(Stored dataset items)
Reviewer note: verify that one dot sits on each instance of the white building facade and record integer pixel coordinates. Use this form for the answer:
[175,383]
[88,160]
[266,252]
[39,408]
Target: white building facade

_GOAL_
Extract every line of the records above and reproduce each one verbatim, with no changes.

_RESPONSE TO THE EXERCISE_
Reviewer note: verify that one dot sits on each instance of the white building facade and record integer pixel coordinates. Use this form for the answer:
[175,383]
[88,160]
[266,252]
[39,408]
Target: white building facade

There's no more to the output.